- Passage to read -
........
Concretely, each token’s vector is linearly transformed into three different vectors called a query, a key, and a value. These are learned projections, not separate data sources. For a given token, the query represents “what this token is looking for,” while the keys represent “what each token offers,” and the values represent the information that can be taken from each token.

To compute how much one token attends to another, the model takes the dot product of the query vector of the first token with the key vector of the second token. This produces a score. A higher score means the two tokens are more relevant to each other for the current computation. All such scores are scaled and passed through a softmax function, which turns them into weights that sum to one.

These weights are the attention values. They answer the question: when updating the representation of this token, how much should I incorporate information from each other token? The model then computes a weighted sum of the value vectors using these attention weights. That weighted sum becomes the new representation of the token for the next layer.

An important point is that this process is repeated independently for every token in the sequence. Each token has its own query, so each token produces its own pattern of attention over all other tokens. For example, a pronoun token may attend strongly to an earlier noun, while a verb token may attend more to its subject and object.

“Attend” therefore means assigning influence through learned weights. It is a mechanism for routing information across the sequence. Nothing is selected or ignored in a binary way; every token contributes something, but some tokens contribute far more than others.

In short, to “attend” is to mathematically weight how much one token’s vector contributes to another token’s updated vector during processing.

Training an LLM

How is an LLM trained?

At a high level, training an LLM is a process of teaching a neural network to predict the next token in text, then refining it until those predictions become consistently accurate across many contexts.

The process begins with a large corpus of text drawn from many sources. This text is cleaned and standardized, then converted into tokens using a fixed tokenizer. Each training example is a sequence of tokens, where the model is shown the first part of the sequence and asked to predict the next token.
........
- Phrase grounding data -

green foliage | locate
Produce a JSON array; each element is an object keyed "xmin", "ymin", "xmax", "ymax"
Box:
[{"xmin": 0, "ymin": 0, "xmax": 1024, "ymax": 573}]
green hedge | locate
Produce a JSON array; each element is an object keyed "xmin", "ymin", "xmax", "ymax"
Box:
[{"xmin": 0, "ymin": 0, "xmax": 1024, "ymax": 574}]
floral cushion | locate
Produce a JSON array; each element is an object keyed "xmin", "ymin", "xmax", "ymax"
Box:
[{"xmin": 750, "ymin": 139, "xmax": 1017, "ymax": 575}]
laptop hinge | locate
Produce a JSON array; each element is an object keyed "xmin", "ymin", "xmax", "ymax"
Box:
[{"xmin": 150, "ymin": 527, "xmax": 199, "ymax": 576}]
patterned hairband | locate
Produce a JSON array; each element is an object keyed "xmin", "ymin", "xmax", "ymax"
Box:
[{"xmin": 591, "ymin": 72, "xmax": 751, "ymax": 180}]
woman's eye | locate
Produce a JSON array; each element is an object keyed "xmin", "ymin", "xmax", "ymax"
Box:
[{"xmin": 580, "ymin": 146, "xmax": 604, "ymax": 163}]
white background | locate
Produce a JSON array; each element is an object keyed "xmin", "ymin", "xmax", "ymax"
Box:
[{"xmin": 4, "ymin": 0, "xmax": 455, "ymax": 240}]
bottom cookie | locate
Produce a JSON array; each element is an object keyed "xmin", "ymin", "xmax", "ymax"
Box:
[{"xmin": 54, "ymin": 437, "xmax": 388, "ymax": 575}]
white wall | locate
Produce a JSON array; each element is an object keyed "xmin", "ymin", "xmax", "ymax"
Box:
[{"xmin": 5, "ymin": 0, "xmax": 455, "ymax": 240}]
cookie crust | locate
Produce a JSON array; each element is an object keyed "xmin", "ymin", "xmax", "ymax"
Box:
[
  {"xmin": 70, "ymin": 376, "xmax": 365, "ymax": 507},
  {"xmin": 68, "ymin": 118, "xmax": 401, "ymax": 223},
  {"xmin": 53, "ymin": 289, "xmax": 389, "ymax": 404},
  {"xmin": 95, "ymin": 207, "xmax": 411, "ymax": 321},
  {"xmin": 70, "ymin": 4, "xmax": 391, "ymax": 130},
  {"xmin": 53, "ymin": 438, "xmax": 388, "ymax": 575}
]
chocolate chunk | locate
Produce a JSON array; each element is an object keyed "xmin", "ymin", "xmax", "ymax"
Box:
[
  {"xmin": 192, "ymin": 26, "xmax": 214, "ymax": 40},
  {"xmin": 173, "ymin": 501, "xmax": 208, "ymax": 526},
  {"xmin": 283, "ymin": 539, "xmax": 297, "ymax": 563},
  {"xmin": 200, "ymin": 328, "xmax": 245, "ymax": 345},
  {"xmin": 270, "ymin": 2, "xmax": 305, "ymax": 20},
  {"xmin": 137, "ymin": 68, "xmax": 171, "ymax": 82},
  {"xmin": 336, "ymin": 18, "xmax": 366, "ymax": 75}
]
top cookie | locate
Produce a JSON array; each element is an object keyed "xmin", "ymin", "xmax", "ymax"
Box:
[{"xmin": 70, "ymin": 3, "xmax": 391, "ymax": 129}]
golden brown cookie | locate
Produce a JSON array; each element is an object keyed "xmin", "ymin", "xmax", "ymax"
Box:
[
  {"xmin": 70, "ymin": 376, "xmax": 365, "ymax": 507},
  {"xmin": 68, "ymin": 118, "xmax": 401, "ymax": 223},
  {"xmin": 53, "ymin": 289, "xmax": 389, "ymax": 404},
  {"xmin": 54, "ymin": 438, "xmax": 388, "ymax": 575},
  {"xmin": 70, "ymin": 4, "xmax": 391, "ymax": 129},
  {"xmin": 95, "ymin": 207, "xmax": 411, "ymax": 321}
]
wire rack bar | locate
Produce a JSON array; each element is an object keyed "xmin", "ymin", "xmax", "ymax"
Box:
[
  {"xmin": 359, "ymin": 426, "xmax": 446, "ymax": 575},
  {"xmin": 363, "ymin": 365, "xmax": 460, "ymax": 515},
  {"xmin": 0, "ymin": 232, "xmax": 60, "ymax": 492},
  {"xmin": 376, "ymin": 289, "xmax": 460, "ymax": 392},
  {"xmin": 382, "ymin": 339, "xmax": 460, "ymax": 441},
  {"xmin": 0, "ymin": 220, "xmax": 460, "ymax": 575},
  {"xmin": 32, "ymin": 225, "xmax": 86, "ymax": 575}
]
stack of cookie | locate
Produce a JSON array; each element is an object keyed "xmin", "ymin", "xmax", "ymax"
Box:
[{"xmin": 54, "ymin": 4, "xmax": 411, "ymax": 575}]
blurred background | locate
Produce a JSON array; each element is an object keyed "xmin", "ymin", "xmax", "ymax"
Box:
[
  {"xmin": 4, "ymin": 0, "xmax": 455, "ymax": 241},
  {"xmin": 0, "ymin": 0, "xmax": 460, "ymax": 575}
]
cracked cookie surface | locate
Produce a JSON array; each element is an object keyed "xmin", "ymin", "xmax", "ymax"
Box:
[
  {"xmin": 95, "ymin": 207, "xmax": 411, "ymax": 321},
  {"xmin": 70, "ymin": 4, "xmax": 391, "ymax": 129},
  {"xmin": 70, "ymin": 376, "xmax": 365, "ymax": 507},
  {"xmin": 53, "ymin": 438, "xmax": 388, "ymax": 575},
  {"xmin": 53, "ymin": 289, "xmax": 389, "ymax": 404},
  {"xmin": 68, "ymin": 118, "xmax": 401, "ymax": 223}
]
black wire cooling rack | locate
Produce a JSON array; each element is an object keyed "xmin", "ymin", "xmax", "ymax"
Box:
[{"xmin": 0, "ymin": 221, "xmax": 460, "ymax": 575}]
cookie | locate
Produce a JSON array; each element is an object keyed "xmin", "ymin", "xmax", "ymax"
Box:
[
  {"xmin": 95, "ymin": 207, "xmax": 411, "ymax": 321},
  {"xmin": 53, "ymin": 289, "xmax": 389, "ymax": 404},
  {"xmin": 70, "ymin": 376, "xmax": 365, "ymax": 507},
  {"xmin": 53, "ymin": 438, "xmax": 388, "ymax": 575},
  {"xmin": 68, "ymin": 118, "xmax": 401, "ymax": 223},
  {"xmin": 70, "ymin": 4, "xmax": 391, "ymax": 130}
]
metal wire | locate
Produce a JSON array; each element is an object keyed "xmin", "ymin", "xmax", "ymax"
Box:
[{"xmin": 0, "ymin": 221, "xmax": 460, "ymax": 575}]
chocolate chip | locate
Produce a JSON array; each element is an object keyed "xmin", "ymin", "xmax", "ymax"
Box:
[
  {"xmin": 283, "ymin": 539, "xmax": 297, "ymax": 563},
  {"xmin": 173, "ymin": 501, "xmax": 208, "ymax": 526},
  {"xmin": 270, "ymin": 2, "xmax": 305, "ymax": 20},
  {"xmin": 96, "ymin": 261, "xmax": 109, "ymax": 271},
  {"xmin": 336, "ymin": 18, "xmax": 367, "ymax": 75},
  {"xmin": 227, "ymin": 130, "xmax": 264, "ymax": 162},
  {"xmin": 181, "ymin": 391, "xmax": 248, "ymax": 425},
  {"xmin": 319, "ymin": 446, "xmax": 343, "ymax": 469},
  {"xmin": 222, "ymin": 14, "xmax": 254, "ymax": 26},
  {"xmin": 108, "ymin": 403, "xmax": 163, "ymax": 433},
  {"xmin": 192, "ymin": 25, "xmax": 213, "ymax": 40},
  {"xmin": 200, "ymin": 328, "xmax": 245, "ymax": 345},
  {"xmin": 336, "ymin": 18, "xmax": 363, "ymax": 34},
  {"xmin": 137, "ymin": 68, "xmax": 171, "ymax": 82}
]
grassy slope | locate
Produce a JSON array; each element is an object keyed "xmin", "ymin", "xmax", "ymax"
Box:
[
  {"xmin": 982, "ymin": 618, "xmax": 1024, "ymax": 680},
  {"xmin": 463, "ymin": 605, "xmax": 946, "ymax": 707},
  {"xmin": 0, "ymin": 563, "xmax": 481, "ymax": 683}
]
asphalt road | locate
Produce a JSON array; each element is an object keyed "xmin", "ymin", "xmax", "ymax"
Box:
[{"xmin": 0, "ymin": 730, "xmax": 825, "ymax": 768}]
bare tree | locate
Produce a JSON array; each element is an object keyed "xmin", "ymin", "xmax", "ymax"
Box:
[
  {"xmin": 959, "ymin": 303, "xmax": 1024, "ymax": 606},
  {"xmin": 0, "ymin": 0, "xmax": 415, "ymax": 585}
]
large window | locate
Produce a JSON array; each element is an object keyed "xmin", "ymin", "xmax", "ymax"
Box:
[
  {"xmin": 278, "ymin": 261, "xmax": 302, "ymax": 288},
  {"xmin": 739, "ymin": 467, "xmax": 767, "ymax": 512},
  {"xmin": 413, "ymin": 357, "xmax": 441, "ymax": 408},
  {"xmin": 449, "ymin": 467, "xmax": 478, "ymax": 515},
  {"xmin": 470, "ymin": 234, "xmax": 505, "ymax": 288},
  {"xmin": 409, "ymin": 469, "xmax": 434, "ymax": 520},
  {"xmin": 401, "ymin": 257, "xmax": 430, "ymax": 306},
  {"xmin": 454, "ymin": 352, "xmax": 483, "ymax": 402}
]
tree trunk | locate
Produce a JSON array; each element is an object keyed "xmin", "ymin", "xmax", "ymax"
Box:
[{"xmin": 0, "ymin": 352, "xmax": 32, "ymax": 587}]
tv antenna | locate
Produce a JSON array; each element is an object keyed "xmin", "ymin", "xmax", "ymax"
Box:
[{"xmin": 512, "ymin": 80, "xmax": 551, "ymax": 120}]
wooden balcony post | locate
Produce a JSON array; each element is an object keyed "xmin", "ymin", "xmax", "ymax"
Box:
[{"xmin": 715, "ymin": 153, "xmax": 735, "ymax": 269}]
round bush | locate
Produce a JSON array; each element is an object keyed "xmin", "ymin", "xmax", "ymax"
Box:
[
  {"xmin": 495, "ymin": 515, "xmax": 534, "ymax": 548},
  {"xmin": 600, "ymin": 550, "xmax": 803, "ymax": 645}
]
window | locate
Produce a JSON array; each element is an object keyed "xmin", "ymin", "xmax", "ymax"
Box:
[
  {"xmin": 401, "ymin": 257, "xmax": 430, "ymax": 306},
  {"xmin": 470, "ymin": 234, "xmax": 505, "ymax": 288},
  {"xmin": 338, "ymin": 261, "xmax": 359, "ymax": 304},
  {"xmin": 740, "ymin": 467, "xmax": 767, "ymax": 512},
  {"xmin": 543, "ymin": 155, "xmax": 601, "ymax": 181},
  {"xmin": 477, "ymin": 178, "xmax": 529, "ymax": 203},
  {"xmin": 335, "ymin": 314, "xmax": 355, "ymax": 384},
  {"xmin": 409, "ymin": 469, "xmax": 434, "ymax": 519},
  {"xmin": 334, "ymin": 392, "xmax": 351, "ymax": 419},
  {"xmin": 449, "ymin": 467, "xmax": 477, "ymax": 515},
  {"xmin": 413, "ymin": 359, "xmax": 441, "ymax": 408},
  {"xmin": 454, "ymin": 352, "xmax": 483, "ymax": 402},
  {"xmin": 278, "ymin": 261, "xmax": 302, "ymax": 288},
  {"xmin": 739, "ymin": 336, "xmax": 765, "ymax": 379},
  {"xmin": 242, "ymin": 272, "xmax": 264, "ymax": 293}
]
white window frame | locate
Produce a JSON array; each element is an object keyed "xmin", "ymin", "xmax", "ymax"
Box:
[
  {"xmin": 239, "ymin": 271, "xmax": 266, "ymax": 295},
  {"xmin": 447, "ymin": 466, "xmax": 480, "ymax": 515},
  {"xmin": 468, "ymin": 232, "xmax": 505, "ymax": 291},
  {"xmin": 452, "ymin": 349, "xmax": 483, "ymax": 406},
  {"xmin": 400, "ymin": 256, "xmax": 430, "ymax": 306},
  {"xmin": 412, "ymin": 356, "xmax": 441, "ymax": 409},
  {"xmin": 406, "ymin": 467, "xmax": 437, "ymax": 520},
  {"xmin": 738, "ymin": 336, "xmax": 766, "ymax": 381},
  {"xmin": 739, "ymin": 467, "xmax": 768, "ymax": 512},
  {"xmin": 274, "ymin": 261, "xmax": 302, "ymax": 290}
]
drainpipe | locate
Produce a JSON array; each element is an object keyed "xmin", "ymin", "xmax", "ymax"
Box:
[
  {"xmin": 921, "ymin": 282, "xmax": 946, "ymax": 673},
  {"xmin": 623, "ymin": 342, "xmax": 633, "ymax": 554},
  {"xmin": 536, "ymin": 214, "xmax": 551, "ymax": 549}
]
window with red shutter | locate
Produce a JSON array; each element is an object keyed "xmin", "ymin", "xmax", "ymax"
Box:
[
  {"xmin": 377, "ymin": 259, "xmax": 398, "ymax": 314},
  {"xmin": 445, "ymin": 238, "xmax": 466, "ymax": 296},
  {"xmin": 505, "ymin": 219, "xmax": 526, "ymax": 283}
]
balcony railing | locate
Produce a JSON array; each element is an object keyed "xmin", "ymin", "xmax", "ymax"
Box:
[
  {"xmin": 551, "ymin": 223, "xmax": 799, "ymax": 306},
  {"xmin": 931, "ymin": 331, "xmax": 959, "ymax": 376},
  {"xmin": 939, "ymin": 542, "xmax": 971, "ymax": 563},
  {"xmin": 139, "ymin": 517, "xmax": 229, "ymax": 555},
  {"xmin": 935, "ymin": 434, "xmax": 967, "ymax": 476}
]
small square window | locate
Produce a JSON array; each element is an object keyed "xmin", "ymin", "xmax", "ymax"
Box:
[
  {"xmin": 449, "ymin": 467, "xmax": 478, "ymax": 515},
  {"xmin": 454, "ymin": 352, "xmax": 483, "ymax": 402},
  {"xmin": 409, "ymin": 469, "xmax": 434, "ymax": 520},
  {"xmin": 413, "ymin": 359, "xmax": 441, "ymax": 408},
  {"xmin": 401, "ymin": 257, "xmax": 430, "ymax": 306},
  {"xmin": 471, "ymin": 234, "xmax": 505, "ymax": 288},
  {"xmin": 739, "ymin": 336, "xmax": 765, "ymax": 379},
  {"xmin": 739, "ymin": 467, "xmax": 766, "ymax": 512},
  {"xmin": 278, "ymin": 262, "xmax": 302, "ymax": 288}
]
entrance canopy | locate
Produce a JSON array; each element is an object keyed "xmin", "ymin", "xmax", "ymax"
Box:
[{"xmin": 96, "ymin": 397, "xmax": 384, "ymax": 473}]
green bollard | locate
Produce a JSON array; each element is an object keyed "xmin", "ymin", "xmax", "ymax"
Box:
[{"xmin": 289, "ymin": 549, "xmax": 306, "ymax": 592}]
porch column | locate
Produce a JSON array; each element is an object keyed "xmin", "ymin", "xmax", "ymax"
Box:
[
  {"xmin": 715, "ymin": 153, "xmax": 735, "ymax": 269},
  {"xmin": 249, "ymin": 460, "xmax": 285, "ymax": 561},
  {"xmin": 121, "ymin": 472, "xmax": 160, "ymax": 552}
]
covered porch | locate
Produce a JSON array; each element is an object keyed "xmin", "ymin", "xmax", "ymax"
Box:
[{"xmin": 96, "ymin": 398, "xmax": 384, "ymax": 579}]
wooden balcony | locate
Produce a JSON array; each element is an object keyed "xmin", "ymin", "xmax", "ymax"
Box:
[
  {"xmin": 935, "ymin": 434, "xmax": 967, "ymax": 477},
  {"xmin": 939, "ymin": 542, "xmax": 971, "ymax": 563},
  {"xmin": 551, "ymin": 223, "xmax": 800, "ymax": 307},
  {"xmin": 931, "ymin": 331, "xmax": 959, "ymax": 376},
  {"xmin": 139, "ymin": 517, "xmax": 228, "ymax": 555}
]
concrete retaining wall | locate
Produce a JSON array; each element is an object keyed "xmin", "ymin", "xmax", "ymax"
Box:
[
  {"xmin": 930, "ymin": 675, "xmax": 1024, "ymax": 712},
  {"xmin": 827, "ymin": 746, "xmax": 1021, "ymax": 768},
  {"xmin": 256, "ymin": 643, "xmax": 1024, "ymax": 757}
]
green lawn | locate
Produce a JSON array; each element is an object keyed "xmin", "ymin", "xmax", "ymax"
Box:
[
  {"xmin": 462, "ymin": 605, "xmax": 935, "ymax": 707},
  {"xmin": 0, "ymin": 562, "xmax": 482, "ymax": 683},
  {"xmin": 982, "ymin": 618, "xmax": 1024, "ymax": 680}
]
........
- Work request 1 -
In the passage on attention and LLM training, which function converts the scaled dot-product scores into weights that sum to one?
- Work request 2 -
Continue the passage on attention and LLM training from the point where it stops.

- Expected answer 1 -
A softmax function.

- Expected answer 2 -
The model makes its prediction by passing token embeddings through multiple transformer layers. At the output, it produces a probability distribution over the entire vocabulary, representing how likely each possible next token is. The correct next token from the training data is known, so the model’s prediction can be compared directly against it.

This comparison produces a numerical error, often called a loss. If the model assigns low probability to the correct token, the loss is high; if it assigns high probability, the loss is low. Training aims to minimize this loss across all examples.

To reduce the loss, the model uses backpropagation. This is a mathematical procedure that computes how much each internal parameter contributed to the error. The parameters, including token embeddings and attention weights, are then adjusted slightly in the direction that would have made the correct prediction more likely. This adjustment is done using gradient-based optimization and is repeated millions or billions of times.

Over time, the model internalizes statistical regularities of language. It learns grammar, common phrasing, factual associations, and even patterns that resemble reasoning, not because these were explicitly programmed, but because they help reduce prediction error across diverse text.

After this base training, models are often further refined. Additional stages may include fine-tuning on curated datasets, instruction-following data, or feedback from human evaluators. These steps do not change the core mechanism but shape the model’s behavior to be more useful, safer, and better aligned with user expectations.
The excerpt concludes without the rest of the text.